***** ФРАГМЕНТ ТЕКСТА

— На мой вкус, в ней слишком много многозначительности, самолюбования и театральности: “А во сне казалось, что это / Я пишу для кого-то либретто…” Вот именно. Либретто. Люблю лирику Ахматовой — и больше всего “Белую стаю”.
— Вы, я полагаю, так позволяете себе отвергать поэму, потому что у вас-то роль поэмы взяла на себя книга стихов. Как говорят психиатры, компенсаторный механизм.
— Конечно. Это моя любимая идея, и я сформулировал ее еще в 1974 году (когда ни один, почти ни один поэтический сборник без поэмы не обходился), в статье “Книга стихов”: да, теперь книга стихов заменяет поэмы. И действительно, в этом смысле меня можно назвать эпическим поэтом, хотя мне и не нравится такое определение. Да, я считаю, что книга стихов — это то, что пришло на смену поэме. Потому что в книге стихов человек имеет дело с раскаленной, горячей, пылающей болванкой сегодняшнего существования, обжигающего руки, — несколькими годами своей жизни, в обход персонажей и сюжетного повествования. Зачем мне еще придумывать поэму? Нет нужды. Это свое утверждение я никому не навязываю и понимаю, что оно спорно, что могут быть замечательные исключения. Мало того, иногда, наблюдая вокруг разливанное море самодеятельных стихов с заезженной ритмикой, дурной рифмовкой, приблизительным смыслом, банальных и неряшливых, думаешь: Господи, хоть бы кто-нибудь поэму написал! Было бы легче.

**********
***** СТРОКИ ДАННЫХ

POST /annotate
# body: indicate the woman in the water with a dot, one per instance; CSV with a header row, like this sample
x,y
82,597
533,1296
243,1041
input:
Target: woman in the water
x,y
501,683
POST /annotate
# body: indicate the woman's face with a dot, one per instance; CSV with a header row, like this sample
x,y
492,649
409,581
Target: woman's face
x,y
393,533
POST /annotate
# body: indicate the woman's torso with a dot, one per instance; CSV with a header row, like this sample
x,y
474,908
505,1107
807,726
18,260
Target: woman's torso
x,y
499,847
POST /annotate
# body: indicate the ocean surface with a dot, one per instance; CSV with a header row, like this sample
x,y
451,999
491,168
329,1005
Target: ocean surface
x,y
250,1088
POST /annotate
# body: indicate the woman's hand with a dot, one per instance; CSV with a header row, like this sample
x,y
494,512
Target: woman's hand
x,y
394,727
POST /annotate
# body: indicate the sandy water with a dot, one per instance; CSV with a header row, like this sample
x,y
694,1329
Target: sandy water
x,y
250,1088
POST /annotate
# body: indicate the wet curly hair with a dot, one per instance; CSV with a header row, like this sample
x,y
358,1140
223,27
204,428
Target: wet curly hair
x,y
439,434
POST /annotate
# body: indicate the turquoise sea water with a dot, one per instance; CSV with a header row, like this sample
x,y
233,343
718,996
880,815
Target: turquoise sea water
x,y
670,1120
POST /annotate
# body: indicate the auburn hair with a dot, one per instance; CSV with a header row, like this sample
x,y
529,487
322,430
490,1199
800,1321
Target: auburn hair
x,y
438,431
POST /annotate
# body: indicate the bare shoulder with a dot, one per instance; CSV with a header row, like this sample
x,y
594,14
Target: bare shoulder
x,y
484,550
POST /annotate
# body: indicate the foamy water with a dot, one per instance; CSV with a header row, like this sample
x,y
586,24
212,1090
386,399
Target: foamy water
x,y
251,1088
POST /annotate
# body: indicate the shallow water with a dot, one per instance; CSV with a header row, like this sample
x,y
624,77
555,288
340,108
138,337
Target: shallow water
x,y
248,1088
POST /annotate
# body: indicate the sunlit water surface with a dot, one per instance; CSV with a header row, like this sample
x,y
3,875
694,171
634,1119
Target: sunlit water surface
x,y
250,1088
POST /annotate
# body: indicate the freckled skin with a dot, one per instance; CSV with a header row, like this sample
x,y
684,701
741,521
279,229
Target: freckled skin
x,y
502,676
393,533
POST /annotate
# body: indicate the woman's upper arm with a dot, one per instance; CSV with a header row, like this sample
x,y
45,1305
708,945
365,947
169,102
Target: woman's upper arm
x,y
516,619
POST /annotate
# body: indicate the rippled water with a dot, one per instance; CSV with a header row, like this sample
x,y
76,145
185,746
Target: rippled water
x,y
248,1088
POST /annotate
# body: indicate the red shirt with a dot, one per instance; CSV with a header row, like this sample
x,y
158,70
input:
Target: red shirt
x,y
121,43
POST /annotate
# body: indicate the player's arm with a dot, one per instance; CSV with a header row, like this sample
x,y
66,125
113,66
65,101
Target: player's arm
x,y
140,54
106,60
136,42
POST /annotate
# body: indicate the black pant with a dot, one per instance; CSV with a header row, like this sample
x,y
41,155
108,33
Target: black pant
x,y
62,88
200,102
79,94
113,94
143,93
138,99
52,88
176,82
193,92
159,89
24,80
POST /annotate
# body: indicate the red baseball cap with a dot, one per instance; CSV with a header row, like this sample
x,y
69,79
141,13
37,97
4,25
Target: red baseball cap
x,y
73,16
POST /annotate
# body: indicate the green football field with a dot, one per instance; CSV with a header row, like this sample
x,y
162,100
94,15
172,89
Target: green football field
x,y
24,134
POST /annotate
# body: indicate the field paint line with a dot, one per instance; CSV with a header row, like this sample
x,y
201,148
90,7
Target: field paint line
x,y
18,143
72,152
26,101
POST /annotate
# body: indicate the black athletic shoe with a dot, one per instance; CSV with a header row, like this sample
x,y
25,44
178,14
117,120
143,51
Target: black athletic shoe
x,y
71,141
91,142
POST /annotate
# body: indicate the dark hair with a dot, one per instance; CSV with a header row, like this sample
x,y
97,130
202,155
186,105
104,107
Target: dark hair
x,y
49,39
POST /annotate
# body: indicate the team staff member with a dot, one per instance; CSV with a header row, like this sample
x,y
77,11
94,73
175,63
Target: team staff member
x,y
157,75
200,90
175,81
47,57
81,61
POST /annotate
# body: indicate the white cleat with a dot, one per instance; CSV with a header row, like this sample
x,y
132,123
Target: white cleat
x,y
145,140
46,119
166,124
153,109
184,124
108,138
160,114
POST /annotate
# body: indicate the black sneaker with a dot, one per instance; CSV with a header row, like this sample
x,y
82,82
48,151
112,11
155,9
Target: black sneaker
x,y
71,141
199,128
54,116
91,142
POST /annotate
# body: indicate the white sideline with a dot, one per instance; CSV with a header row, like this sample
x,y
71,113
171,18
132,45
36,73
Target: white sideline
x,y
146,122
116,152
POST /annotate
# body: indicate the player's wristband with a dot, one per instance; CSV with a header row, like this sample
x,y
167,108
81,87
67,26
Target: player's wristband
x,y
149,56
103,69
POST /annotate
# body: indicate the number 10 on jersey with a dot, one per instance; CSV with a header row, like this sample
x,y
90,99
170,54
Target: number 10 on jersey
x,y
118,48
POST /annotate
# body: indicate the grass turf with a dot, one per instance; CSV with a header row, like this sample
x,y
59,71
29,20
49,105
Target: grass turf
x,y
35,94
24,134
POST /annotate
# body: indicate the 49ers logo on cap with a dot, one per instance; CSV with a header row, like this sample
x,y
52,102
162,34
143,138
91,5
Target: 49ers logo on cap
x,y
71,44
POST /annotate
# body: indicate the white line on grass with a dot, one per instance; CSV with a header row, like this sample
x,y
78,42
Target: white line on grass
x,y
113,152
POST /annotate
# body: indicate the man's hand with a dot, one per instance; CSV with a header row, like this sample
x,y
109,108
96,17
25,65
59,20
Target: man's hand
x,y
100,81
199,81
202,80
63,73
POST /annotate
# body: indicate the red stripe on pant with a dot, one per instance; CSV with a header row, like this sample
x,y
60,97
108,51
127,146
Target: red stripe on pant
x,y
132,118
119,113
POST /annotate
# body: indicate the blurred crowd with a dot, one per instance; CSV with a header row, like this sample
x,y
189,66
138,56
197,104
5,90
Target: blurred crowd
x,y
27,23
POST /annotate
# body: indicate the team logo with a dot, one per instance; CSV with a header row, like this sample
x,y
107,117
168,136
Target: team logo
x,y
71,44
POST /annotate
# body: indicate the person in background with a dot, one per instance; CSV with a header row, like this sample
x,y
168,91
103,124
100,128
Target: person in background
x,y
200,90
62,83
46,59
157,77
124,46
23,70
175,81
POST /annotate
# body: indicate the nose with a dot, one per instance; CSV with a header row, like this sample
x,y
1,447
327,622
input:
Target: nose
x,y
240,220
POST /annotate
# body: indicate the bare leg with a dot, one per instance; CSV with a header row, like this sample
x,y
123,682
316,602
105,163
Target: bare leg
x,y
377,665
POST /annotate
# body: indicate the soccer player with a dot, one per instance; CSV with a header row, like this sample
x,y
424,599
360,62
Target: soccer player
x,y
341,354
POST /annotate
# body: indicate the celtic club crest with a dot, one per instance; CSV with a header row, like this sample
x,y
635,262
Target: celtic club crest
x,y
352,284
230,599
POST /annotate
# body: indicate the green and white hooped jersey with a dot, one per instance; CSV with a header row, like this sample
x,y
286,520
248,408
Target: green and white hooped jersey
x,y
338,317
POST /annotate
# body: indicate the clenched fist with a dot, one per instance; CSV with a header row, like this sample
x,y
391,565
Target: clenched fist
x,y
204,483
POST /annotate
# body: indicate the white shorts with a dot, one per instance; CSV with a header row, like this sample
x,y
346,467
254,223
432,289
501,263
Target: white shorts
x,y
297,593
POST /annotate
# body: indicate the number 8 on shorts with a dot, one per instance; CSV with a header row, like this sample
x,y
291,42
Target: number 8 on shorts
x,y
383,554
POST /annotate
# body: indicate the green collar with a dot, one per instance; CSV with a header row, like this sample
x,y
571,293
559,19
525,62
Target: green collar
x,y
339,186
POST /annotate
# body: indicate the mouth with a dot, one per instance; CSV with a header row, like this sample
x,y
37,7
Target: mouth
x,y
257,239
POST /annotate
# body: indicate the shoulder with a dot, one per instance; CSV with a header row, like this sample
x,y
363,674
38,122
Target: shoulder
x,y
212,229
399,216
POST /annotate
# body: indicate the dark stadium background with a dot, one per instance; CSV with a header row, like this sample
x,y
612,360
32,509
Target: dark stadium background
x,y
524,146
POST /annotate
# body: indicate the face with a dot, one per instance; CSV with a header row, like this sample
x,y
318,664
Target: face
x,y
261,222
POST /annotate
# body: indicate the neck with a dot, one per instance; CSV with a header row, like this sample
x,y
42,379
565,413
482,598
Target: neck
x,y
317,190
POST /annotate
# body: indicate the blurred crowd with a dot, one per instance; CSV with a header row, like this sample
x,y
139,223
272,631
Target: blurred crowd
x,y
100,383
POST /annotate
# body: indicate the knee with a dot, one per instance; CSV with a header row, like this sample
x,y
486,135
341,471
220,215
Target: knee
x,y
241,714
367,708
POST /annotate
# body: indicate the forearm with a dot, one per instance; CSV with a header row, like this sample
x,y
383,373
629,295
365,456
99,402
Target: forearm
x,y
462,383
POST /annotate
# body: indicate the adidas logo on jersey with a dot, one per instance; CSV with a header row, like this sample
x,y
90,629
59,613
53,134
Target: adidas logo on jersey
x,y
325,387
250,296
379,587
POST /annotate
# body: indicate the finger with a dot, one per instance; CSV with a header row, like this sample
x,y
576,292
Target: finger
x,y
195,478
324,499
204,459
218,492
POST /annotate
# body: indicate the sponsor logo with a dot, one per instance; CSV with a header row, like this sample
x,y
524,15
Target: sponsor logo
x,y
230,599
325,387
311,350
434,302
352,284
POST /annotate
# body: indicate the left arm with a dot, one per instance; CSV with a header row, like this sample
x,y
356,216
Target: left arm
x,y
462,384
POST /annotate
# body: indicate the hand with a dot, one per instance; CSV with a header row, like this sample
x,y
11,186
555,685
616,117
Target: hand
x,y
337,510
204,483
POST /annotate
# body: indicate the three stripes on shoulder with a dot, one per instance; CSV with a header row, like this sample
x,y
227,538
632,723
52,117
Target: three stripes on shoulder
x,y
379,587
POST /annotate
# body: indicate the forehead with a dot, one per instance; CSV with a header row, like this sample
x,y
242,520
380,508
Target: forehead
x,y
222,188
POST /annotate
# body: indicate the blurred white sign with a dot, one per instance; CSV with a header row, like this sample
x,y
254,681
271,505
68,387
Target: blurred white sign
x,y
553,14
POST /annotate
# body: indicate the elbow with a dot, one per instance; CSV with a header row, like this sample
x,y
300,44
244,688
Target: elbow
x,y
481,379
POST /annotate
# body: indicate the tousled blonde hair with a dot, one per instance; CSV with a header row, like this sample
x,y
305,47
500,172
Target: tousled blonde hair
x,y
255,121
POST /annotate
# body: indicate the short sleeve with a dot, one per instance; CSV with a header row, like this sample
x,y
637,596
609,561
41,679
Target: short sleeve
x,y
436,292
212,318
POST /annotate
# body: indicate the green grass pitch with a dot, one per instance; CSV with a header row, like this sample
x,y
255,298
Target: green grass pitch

**********

Продолжите беседу о поэме и книге стихов сразу после ее последней фразы. Пункты здесь ни при чем.

— Почему вдруг в русской поэзии возобладала длинная и расшатанная строка? Это прекрасно делает Елена Ушакова, так пишет Олеся Николаева, так работает ваш ученик Иван Дуда (интереснейший поэт, которого я только что для себя открыла)…
— Если вы под расшатанным стихом имеете в виду акцентный стих, которым пишут Олеся Николаева, Елена Ушакова и не только они (очень хорош акцентный стих в первых книгах Николая Кононова), то надо признать: он дает невероятную свободу, возможность обновить интонацию за счет естественности устной речи… Им писали Маяковский, Кузмин: “Время, как корабельная чайка, / Безразлично всякую подачку глотает, / Но мне больней всего, что когда вы меня называете „Майкель”, — / Эта секунда через терцию пропадает…” Однако помню, что Бродский по поводу акцентного стиха говорил, что в нем строфика утрачивает свой смысл, “а ты ведь любишь, — настаивал он, — восьмистрочную строфу”. Действительно, люблю… Олеся Николаева, один из лучших современных поэтов, продолжает писать акцентным стихом, а Елена Ушакова вернулась к регулярному.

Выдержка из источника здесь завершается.